→ **Te maken opgaven**
- A) Vertaal de zin "Het Hof achtte artikel 11, leden 2 en 4, SW daarom niet van toepassing." uit de brontekst over erfbelasting naar het Engels.
- B) Waarom was er volgens de brontekst over erfbelasting bij het aangaan van de huwelijkse voorwaarden geen sprake van enigszins gelijke levens- en sterftekansen?
- C) Zet de brontekst over het oordeel van het Hof inzake erfbelasting voort na de laatste zin.

→ **Brontekst**
● ● ● ● ● ● ●
Verder heeft het Hof geoordeeld dat geen sprake is van een verblijvensbeding, omdat de huwelijksgoederengemeenschap ook op andere wijze dan door overlijden zou kunnen zijn ontbonden en belanghebbende ook in dat geval 90 procent van die gemeenschap zou toekomen. Het Hof achtte artikel 11, leden 2 en 4, SW daarom niet van toepassing.

3.4

Ten slotte heeft het Hof geoordeeld dat het beroep van de Inspecteur op fraus legis slaagt. Daartoe heeft het geoordeeld dat niet aannemelijk is geworden dat er voor het aangaan van de huwelijkse voorwaarden een andere reden was dan het ontgaan van erfbelasting. Voorts heeft het Hof geoordeeld dat op het moment van aangaan van de huwelijkse voorwaarden geen sprake was van enigszins gelijke levens- en sterftekansen, omdat erflater toen reeds ernstig ziek was. Hierdoor vormt het aangaan van de huwelijkse voorwaarden een bevoordeling van belanghebbende die op een lijn moet worden gesteld met een schenking binnen 180 dagen voor het overlijden van erflater. Alsdan fingeert artikel 12 SW de bevoordeling tot een verkrijging krachtens erfrecht, aldus het Hof.
● ● ● ● ● ● ●
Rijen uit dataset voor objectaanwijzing
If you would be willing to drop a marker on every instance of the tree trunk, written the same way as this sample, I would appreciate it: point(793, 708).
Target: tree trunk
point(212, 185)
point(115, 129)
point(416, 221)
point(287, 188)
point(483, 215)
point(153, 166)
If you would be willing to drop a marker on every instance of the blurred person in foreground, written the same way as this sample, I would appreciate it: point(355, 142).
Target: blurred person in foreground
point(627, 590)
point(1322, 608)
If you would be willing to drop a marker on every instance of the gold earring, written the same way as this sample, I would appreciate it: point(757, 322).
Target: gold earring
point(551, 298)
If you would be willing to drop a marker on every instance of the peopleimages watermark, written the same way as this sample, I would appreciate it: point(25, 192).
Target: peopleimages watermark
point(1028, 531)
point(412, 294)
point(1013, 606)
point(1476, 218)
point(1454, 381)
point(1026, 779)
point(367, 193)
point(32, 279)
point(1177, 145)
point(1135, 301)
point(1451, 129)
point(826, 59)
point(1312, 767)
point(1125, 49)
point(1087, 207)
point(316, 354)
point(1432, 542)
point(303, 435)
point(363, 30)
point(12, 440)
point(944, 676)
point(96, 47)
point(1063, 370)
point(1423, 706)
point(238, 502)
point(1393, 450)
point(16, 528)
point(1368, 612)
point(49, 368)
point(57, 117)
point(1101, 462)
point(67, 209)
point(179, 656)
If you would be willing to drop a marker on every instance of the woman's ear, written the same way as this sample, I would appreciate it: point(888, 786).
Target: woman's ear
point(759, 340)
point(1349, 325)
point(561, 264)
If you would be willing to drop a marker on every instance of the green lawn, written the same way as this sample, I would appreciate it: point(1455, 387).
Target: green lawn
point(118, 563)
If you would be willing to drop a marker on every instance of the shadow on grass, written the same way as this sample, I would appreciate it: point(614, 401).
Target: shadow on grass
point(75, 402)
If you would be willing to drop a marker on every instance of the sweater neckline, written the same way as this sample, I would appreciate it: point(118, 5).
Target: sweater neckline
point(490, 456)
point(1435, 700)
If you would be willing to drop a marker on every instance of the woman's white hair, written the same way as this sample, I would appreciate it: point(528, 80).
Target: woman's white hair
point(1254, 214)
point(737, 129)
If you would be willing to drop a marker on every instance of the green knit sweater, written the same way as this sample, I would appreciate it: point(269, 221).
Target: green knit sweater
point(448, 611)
● ● ● ● ● ● ●
→ **Uitwerkingen**
- A) The Court therefore held Article 11, paragraphs 2 and 4, SW to be inapplicable.

- B) Omdat erflater toen al ernstig ziek was.

- C)
4Beoordeling van het in het principale beroep voorgestelde middel

4.1

Het middel van belanghebbende is gericht tegen het hiervoor in 3.4 bedoelde oordeel van het Hof. Het betoogt onder meer dat het Hof een onjuiste maatstaf heeft gehanteerd door te beoordelen of op het moment van aangaan van de huwelijkse voorwaarden sprake was van enigszins gelijke levens- en sterftekansen. Verder herhaalt het middel het door belanghebbende voor de Rechtbank en het Hof gehouden betoog dat voor toepassing van fraus legis in dit geval geen grond bestaat, omdat erflater op het moment van aangaan van de huwelijkse voorwaarden weliswaar al jarenlang ernstig ziek was, maar dat belanghebbende onweersproken heeft aangevoerd dat erflater toen niet terminaal ziek was, dat onbekend was hoe lang de ziekte nog zou duren en dat het ook mogelijk was dat zij voor erflater zou overlijden.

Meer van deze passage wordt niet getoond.